SOURCE MATERIAL —
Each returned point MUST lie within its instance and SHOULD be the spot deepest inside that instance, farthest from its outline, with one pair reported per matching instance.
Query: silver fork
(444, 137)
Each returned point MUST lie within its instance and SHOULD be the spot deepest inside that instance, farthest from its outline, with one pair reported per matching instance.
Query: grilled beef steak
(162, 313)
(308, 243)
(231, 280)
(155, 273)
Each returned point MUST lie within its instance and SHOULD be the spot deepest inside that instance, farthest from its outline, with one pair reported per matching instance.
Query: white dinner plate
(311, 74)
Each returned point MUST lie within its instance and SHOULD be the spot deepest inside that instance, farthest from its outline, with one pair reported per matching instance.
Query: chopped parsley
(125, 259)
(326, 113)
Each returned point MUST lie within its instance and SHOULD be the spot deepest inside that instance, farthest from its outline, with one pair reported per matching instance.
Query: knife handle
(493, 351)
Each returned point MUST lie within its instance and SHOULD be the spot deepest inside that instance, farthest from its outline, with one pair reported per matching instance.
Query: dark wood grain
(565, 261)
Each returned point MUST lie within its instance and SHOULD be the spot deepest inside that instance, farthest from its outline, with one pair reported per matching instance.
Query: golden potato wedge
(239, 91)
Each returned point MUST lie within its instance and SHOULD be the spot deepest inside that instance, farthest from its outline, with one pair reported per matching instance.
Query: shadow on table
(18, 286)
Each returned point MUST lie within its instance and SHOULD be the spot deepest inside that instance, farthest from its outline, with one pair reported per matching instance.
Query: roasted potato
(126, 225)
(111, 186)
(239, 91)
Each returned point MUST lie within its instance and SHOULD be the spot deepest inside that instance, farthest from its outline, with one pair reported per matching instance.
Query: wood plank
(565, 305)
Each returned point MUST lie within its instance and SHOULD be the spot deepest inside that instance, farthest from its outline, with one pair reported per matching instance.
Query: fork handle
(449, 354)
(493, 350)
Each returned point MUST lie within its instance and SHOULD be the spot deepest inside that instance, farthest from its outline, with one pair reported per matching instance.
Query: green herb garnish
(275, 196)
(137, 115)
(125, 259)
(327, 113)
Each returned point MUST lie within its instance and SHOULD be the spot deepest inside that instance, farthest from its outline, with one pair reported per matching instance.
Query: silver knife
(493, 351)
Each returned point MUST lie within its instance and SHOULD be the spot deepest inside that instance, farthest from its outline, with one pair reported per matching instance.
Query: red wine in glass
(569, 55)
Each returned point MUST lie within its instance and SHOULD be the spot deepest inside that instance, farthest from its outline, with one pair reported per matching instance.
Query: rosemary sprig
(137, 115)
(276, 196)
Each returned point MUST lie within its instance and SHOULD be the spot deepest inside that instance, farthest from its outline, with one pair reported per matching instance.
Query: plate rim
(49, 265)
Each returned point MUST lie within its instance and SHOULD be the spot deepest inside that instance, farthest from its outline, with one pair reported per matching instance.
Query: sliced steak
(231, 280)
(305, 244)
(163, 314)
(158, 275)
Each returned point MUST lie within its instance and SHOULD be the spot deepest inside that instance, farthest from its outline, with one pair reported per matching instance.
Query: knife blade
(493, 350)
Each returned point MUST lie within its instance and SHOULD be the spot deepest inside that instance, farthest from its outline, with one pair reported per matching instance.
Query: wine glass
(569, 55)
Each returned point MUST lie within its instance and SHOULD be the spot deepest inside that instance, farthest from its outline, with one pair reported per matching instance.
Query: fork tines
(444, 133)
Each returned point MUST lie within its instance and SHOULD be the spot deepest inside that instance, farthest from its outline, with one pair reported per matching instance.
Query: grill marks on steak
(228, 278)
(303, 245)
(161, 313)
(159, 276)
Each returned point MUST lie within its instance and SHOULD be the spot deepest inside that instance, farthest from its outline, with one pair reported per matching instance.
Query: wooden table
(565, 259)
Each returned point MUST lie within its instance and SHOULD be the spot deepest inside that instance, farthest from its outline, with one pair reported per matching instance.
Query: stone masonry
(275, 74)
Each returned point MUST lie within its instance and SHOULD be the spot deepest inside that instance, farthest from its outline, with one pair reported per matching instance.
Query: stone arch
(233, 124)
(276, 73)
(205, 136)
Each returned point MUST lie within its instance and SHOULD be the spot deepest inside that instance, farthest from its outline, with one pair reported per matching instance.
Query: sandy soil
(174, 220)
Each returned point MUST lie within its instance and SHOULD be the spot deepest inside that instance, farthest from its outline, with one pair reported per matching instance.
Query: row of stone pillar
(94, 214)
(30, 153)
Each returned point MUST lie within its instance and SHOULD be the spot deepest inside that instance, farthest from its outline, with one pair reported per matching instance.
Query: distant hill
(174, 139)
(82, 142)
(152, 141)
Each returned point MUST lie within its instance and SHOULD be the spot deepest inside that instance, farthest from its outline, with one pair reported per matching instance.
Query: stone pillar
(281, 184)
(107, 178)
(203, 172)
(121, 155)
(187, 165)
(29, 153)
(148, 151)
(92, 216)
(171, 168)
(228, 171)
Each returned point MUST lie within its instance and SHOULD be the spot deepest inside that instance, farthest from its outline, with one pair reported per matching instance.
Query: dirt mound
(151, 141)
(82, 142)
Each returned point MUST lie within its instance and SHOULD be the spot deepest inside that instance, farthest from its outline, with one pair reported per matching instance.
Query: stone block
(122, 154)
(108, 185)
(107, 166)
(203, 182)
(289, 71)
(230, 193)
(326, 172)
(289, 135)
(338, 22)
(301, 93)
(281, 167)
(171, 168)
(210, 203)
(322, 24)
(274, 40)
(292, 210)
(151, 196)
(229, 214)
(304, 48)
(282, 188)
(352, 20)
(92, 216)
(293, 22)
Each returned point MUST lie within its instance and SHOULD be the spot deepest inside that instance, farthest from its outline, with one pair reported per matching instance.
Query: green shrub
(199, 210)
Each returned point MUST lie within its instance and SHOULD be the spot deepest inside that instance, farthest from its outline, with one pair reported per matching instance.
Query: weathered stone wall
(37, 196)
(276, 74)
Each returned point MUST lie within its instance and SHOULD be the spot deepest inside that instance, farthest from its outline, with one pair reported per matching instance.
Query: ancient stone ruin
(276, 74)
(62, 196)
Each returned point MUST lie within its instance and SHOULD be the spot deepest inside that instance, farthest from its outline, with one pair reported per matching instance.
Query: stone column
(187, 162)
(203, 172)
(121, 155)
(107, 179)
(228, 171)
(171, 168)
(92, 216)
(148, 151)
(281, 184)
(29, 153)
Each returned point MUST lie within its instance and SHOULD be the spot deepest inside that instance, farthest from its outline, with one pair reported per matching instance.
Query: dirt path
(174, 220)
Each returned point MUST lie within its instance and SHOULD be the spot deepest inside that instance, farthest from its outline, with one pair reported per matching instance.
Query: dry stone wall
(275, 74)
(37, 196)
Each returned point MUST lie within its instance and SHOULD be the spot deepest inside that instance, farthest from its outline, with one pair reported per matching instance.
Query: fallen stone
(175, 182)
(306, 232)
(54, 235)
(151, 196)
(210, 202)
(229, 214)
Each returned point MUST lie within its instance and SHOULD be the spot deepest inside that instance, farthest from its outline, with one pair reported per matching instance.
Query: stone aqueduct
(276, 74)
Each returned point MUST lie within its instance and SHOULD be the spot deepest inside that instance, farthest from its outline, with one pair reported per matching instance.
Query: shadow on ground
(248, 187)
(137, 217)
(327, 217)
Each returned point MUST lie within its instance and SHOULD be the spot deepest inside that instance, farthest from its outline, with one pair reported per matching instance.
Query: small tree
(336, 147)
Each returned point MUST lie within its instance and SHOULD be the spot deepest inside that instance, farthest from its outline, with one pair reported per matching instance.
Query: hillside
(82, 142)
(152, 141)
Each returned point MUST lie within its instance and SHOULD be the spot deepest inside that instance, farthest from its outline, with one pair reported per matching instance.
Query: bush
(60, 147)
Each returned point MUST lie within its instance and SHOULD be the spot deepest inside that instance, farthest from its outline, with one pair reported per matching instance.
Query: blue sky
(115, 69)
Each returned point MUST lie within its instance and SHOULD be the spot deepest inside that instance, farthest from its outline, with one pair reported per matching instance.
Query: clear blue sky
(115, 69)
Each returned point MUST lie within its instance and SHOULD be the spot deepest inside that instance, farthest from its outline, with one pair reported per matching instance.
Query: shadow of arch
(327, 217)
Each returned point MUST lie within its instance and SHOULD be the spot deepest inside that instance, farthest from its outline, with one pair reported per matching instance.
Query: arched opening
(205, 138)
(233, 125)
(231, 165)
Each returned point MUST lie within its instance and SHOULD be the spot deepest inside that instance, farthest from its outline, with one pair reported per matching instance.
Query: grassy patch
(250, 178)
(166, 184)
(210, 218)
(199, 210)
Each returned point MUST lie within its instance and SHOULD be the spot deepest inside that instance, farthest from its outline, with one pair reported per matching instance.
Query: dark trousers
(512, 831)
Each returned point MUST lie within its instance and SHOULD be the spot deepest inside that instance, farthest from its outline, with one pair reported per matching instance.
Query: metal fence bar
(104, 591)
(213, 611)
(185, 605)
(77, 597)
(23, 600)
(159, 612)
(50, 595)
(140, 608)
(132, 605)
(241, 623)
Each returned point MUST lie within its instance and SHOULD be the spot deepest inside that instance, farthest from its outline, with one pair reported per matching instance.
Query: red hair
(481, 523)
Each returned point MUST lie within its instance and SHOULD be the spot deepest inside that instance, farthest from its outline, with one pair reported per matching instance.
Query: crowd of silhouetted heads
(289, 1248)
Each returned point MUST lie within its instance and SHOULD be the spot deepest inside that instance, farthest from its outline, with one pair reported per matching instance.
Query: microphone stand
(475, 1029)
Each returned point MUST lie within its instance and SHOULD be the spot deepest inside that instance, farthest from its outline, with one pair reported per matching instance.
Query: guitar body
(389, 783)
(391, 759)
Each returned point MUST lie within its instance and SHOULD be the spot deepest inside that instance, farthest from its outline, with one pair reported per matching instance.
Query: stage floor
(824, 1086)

EXERCISE DETAILS —
Write out, word for word, the line that contains "Query: guitar body" and every line after it through the last line of the listing.

ANSWER BOX —
Query: guitar body
(389, 783)
(391, 759)
Each returned point MUST lie within its instance and SHOULD be the spot deepest inside that instance, farthest from its outline, with one pair reported per matching instance.
Query: stage floor
(824, 1086)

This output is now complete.